→ Written instruction: Pull out every line of the items below that contains the string "trunk", matching case exactly.

— BEGIN Records for this exercise —

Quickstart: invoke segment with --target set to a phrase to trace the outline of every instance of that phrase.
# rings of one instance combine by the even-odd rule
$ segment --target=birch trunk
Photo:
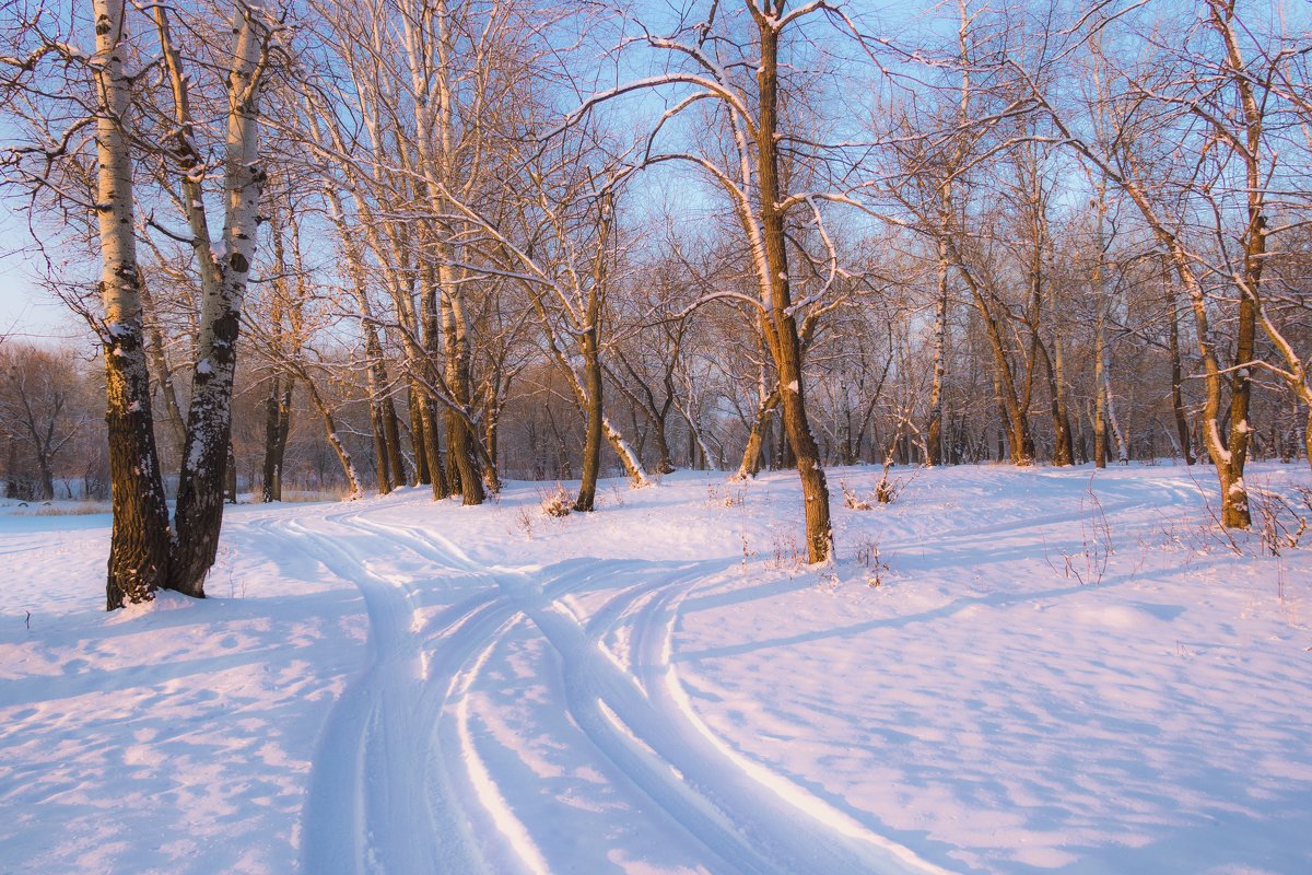
[[[163,10],[160,10],[163,14]],[[205,597],[205,576],[214,565],[223,525],[223,475],[232,432],[232,378],[247,279],[255,258],[256,223],[265,173],[258,164],[260,72],[265,29],[239,7],[232,21],[232,70],[228,73],[227,148],[223,161],[224,228],[218,252],[201,252],[201,333],[192,375],[186,447],[178,480],[171,589]],[[185,77],[174,68],[174,88]],[[185,92],[184,92],[185,93]],[[185,100],[178,100],[190,123]],[[189,201],[193,226],[205,224],[203,201]],[[202,235],[198,235],[202,236]],[[207,232],[202,240],[207,240]]]
[[[782,10],[782,4],[779,4]],[[833,555],[833,527],[829,522],[829,487],[825,483],[820,449],[807,420],[806,386],[802,374],[802,342],[792,314],[789,285],[789,254],[785,236],[783,213],[779,210],[782,185],[779,182],[778,142],[778,20],[754,7],[752,14],[761,42],[761,66],[757,71],[757,177],[760,185],[761,243],[765,249],[766,275],[761,277],[762,303],[770,321],[768,341],[779,376],[779,399],[783,426],[789,445],[796,459],[798,478],[807,521],[807,561],[828,561]]]
[[[150,374],[142,331],[140,273],[133,222],[133,156],[123,130],[131,83],[123,75],[127,31],[123,0],[94,0],[96,203],[105,308],[105,422],[113,530],[105,607],[155,597],[168,572],[169,527],[151,418]]]

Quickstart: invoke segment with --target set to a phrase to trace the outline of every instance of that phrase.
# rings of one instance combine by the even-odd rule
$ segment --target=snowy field
[[[0,872],[1312,872],[1312,552],[1204,467],[900,474],[819,571],[790,474],[243,505],[114,614],[10,504]]]

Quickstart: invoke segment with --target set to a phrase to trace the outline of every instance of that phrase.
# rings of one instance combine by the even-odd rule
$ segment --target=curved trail
[[[670,664],[670,639],[684,597],[731,563],[479,568],[442,537],[369,512],[251,521],[354,584],[369,615],[367,662],[333,706],[315,756],[304,871],[622,868],[597,847],[584,849],[592,861],[563,855],[535,836],[541,820],[521,815],[541,800],[522,779],[523,756],[504,749],[487,710],[489,695],[521,708],[533,698],[505,689],[506,660],[525,648],[537,648],[538,670],[554,676],[530,678],[551,693],[531,708],[534,725],[551,736],[542,744],[602,775],[647,824],[639,830],[677,838],[685,865],[942,871],[736,753],[697,718]],[[593,606],[590,615],[575,596]],[[555,833],[572,829],[571,809],[551,812]]]

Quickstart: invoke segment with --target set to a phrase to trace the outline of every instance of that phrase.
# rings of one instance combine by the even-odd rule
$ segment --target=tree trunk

— END Records for this exercise —

→ Output for this task:
$ segment --target=birch trunk
$ segment --target=tree trunk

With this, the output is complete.